Set task:
Copy every one of the records below word for word, keeping each line unchanged.

Given data:
════════════════

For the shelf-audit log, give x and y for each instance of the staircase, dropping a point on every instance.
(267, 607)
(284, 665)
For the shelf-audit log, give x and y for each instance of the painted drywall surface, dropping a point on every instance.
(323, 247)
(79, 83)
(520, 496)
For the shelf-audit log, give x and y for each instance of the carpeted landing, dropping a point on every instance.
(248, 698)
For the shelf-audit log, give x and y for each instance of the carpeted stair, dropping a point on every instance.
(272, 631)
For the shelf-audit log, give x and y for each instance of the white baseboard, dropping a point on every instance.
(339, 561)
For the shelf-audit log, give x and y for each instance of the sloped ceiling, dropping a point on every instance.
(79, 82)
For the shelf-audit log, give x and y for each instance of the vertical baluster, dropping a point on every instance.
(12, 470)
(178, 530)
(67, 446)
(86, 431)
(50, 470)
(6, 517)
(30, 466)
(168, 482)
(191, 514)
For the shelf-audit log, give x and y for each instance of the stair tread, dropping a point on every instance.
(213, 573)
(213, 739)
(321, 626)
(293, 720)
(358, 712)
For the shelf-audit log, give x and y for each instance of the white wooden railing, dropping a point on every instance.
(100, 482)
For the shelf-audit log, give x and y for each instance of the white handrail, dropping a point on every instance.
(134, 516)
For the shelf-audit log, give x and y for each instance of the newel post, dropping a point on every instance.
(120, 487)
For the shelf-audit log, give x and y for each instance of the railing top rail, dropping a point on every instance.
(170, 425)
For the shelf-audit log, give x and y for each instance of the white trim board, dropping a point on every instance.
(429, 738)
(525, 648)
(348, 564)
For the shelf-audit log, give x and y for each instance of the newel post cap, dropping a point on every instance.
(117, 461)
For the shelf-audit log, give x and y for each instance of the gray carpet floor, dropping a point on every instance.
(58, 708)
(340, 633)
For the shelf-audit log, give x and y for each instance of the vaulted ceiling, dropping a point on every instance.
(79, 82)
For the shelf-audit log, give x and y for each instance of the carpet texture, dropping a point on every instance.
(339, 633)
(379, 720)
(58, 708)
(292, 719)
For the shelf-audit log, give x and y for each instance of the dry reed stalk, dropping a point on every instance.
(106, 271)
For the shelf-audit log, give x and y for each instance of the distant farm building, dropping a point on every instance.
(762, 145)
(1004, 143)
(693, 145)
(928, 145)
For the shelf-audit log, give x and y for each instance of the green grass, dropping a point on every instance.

════════════════

Solution:
For the shelf-audit log, give x and y for each instance of the staircase, dropping a point on every instance.
(267, 607)
(284, 665)
For the shelf-audit log, give x and y for each instance of the painted drywall surface, dropping a point on every instance.
(323, 247)
(79, 83)
(520, 496)
For the shelf-audit log, give x and y for each instance of the carpeted landing, dropping a point on every instance.
(248, 698)
For the shelf-audit log, give x and y for each instance of the carpeted stair, dropping a point on every instance.
(272, 631)
For the shelf-audit log, give x and y for each instance of the white baseboard, dropping a point on every instance.
(339, 561)
For the shelf-audit log, give x and y for each instance of the sloped ceiling, dropping a point on every instance.
(79, 82)
For the shelf-audit log, give x and y for each instance of the vertical baluster, dropping a point on every instance.
(12, 470)
(178, 530)
(67, 446)
(86, 431)
(50, 470)
(6, 517)
(30, 466)
(168, 482)
(191, 514)
For the shelf-audit log, give x and y for each instance of the stair tread, dropping a point on every instance.
(213, 573)
(213, 739)
(321, 626)
(293, 720)
(358, 712)
For the shelf-audit log, give x and y for each instance of the white wooden railing, dropping a point on every instance.
(100, 482)
For the shelf-audit log, give x and y for each instance of the white handrail, dropping a point on every instance.
(134, 516)
For the shelf-audit log, give x and y for each instance of the newel post, dropping a point on every instance.
(120, 487)
For the shelf-audit log, give x and y for each instance of the railing top rail, dropping a point on every instance.
(170, 425)
For the shelf-audit log, give x and y for each instance of the white trim board, dropping a point on every instance.
(429, 738)
(525, 648)
(348, 564)
For the shelf-audit log, give x and y for each instance of the newel post cap, dropping a point on every instance.
(117, 461)
For the shelf-audit log, give x and y for each instance of the gray carpet floor, dropping a point on every instance.
(58, 708)
(340, 633)
For the shelf-audit log, give x and y for each instance of the vaulted ceiling, dropping a point on every instance.
(79, 82)
For the shelf-audit log, give x and y for each instance of the carpet texture, dropping a point on every instance.
(339, 633)
(379, 720)
(58, 708)
(292, 719)
For the shelf-audit log, give x and y for each instance of the dry reed stalk, dropping a point on every instance.
(106, 271)
For the shelf-audit log, give x and y for each instance of the distant farm building, dropping a point on every instance.
(762, 145)
(1004, 143)
(693, 145)
(928, 145)
For the shelf-audit log, give x and y for each instance of the green grass, dropping a point on every instance.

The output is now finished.